GIVEN TEXT:
At the age of five years old, fourth-year student Emily Bessey was diagnosed with Juvenile Idiopathic Arthritis (JIA) which for Bessey causes mobility struggles, living with high and manageable amounts of pain and surgery to help with joint damage.
Aside from the physical symptoms of her disability, she has also been met with judgement and invalidation. She said that people have told her many times that JIA is “not real and doesn’t exist.”
Bessey is now the president and founder of the new St. Thomas University Disability Society and hopes to create space for community and advocacy for students with disabilities.
“We talk a lot at STU about the importance of community and supporting your community and I think this is just another way that we’re able to do that for a particular group of students,” said Bessey.
The new society was officially launched at the beginning of November, but the idea has been brewing for years. Bessey said she has wanted to start a disability society since her first year at STU.
Coming in as a first-year, Bessey said she was unsure if she would find a community of people with similar experiences as her.
“When I came to university … I knew Accessibility Services was here and I talked to them before I came to STU,” she said. “But, I was like, ‘am I gonna have people around me that want to support me?’”
With the new society, she can now create a supportive environment for others and Bessey said there is already excitement for the club.
While volunteering at the open house this semester, Bessey said even prospective students approached her to share their happiness, which was “exciting to see.”
Currently the executive team consists of Bessey, Alex Dawson as vice president, Ian Curran as the social media and events coordinator and Cameron Rouse as treasurer — all students with disabilities that share the same vision as Bessey: to provide a space to fellow students sharing similar life experiences.
Bessey said that having a disability can feel “isolating.”
“I think there’s real power in community and solidarity, specifically for us as disabled students,” she said. “It can feel like you’re the only person in the world that’s ever experienced these things or felt this way.”
Rouse lives with chronic pain that has remained undiagnosed despite going through testing over the last five to six years.
She also echoed Bessey’s feeling of isolation.
“I think any person’s journey in getting a diagnosis or living with a disability, there is so much isolation. I think the society calls directly to answer that,” they said.
Rouse said that aside from isolation, students with disabilities on the STU campus specifically have other barriers to deal with. They mentioned uneven sidewalks, non-functioning handicap buttons for doors and elevators breaking down as problems on campus for people with mobility issues.
STU does have an Accessibility Office to address the needs of students with disabilities, however, Rouse said the society hopes to offer a more social space for those students.
“Our society has great opportunities to [work with] the Accessibility Office,” she said. “But I think there’s something to the fact that we’re social people.”
“Though they work hard to make accommodations, there’s also community — and that’s what keeps people moving.”
While Rouse and Bessey both see the new disability society as a space for connection, they also envision the society as a place to hear students’ needs and concerns regarding disability support on campus and act as a collective to both educate and improve accessibility at STU events.
Although it is the STU Disability Society, Bessey said that she wants all students to feel welcome to come to their events to learn and participate.
“Something that I’ve struggled with my whole life is that I think there’s a real image associated in people’s brains of what they think disability looks like and I don’t think that I as a person necessarily fit that image [for] people,” she said.
“Disability has no look and has no one experience and all of these people deserve to be considered and feel included.”

EXTRACTED ENTRIES:
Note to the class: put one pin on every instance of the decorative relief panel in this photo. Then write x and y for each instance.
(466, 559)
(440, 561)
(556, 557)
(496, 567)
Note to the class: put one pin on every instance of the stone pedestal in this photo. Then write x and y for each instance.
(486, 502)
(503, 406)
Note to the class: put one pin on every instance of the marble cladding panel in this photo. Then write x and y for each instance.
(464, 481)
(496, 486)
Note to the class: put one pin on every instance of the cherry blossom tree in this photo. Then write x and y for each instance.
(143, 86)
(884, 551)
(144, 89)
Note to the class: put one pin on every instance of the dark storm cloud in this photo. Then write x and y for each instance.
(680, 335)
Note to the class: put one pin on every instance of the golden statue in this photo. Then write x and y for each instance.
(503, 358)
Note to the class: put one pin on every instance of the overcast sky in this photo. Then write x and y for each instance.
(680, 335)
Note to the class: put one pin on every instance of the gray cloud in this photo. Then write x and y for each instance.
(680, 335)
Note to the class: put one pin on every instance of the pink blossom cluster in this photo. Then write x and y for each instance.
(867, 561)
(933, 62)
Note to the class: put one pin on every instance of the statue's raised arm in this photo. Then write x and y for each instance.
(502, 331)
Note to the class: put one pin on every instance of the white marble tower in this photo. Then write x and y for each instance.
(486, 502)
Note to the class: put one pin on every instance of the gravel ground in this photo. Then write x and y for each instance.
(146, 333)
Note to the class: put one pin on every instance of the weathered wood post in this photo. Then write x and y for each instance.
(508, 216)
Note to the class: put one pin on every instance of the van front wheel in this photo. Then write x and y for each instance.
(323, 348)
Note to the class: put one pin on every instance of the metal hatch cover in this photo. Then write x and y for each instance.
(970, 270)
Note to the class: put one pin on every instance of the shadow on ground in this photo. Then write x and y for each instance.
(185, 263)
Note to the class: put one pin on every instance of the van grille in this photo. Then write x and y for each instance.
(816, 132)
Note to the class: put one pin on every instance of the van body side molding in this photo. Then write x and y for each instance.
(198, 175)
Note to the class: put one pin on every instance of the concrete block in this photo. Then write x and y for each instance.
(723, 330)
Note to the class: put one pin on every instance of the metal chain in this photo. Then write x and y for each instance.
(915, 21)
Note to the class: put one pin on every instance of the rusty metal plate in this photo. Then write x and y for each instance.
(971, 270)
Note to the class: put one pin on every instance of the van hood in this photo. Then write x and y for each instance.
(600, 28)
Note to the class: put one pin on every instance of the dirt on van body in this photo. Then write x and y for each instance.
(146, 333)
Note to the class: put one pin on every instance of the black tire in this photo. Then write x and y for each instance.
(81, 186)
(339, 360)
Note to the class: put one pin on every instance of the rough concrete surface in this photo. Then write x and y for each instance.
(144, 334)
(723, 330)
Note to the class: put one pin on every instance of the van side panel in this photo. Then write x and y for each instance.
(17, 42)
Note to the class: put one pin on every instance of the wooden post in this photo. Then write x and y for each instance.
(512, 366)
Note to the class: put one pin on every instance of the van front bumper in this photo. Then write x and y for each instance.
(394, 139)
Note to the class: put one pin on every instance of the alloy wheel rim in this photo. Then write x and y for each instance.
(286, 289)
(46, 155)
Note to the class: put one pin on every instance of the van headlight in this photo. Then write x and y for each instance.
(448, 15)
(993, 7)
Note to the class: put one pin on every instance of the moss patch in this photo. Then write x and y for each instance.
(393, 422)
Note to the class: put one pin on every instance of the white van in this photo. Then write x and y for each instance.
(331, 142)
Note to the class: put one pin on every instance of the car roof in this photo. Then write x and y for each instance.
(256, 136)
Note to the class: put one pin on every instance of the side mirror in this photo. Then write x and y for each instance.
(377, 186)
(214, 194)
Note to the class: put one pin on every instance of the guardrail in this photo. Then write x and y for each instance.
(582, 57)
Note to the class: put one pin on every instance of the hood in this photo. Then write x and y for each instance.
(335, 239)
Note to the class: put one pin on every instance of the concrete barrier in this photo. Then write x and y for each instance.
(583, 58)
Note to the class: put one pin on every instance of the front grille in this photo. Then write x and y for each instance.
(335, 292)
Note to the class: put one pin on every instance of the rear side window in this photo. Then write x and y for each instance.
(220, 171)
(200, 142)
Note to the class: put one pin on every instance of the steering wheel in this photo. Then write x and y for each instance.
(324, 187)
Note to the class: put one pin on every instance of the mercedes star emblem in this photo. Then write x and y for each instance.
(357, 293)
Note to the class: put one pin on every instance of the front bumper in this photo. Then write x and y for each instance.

PROBLEM DETAILS:
In the article about the St. Thomas University Disability Society, translate this sentence into Spanish: "Bessey said she has wanted to start a disability society since her first year at STU."

SOLVED EXERCISE:
Bessey dijo que ha querido fundar una sociedad de discapacidad desde su primer año en STU.